# TEXTAUSZUG:

Im Jahr 2023 erließ das Finanzamt einen neuen Schenkungsteuerbescheid gegen den Sohn, in dem eine Steuer in Höhe von 15.800.340 Euro festgesetzt wurde. In der Begründung des Bescheids wurde jedoch ein deutlich niedrigerer Betrag, nämlich 6.829.463,31 Euro, als »festgesetzte Steuer« ausgewiesen. Diese Unstimmigkeit führte zu der zentralen Frage, ob der Bescheid hinreichend bestimmt war. Das Gericht verneinte dies und stellte fest, dass der Bescheid aufgrund dieser Widersprüchlichkeit nicht den gesetzlichen Anforderungen entsprach. Denn die festgesetzte Steuer ist ein wesentliches Element eines Steuerbescheids, das für den Adressaten klar erkennbar sein muss.
Ein weiterer wesentlicher Aspekt des Falls war die Frage der Gesamtschuldnerschaft von Schenker und Beschenktem. Nach § 44 Absatz 1 Satz 1 der Abgabenordnung (AO) sind beide Parteien Gesamtschuldner der Schenkungsteuer, was bedeutet, dass sie nebeneinander für dieselbe Steuerleistung haften. Die obersten Finanzrichter stellten daher klar, dass die Erfüllung der Steuerschuld durch den Schenker auch die Steuerschuld des Beschenkten erlöschen lässt, was hier jedoch nicht klar genug aus dem Bescheid hervorging. Obwohl der Vater die Steuer bereits entrichtet hatte, war im Bescheid nicht eindeutig festgelegt, dass diese Zahlung die Steuerschuld des Sohnes beseitigt hatte.

# GESTELLTE AUFGABE 1:
Erläutern Sie anhand des Textauszugs zum Schenkungsteuerbescheid in einem bis drei Sätzen, weshalb das Gericht den Bescheid als nicht hinreichend bestimmt ansah.
# GESTELLTE AUFGABE 2:
Führen Sie den Textauszug zum Schenkungsteuerbescheid im Anschluss an seinen letzten Satz weiter.

# VORLIEGENDE EINTRÄGE:
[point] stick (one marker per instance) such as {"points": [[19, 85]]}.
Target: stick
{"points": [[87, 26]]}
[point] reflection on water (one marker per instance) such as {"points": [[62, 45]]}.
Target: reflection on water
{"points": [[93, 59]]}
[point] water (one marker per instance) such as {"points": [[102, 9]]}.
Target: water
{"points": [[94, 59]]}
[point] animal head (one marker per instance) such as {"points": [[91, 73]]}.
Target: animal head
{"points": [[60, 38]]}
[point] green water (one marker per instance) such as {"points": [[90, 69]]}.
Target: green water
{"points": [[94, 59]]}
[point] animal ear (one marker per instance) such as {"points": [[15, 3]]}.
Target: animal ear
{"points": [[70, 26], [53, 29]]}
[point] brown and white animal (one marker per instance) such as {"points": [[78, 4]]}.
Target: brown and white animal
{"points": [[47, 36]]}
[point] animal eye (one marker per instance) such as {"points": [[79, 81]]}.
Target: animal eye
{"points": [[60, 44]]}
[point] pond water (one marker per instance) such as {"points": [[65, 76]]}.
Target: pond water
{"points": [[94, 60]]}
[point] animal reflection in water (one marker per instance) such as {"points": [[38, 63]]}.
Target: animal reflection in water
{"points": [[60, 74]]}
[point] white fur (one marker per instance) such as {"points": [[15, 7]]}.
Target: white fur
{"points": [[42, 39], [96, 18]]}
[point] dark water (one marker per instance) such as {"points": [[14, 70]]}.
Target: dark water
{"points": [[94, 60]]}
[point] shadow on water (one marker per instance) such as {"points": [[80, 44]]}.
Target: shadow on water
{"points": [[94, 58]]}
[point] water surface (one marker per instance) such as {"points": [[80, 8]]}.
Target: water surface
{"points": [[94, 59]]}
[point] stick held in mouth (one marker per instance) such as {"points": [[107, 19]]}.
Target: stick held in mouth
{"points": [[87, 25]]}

# AUSGEARBEITETE LÖSUNG 1:
Der Bescheid setzte eine Steuer von 15.800.340 Euro fest, während seine Begründung 6.829.463,31 Euro als »festgesetzte Steuer« auswies. Wegen dieses Widerspruchs entsprach er nach Auffassung des Gerichts nicht den gesetzlichen Anforderungen. Die festgesetzte Steuer ist nämlich ein wesentliches Element eines Steuerbescheids und muss für den Adressaten klar erkennbar sein.

# AUSGEARBEITETE LÖSUNG 2:
Aufgrund dieser Unbestimmtheit erklärte der Bundesfinanzhof den Schenkungsteuerbescheid für nichtig, da er an einem schwerwiegenden Fehler im Sinne von § 125 Absatz 1 AO litt. Der Bescheid war somit nicht rechtswirksam. Die klare Bestimmbarkeit eines Verwaltungsakts ist ein Grundpfeiler der Rechtssicherheit und Rechtsklarheit. Im vorliegenden Fall war es für den Kläger nicht möglich, eindeutig zu erkennen, welche Steuerlast auf ihn entfiel, weshalb der Bescheid aufzuheben war.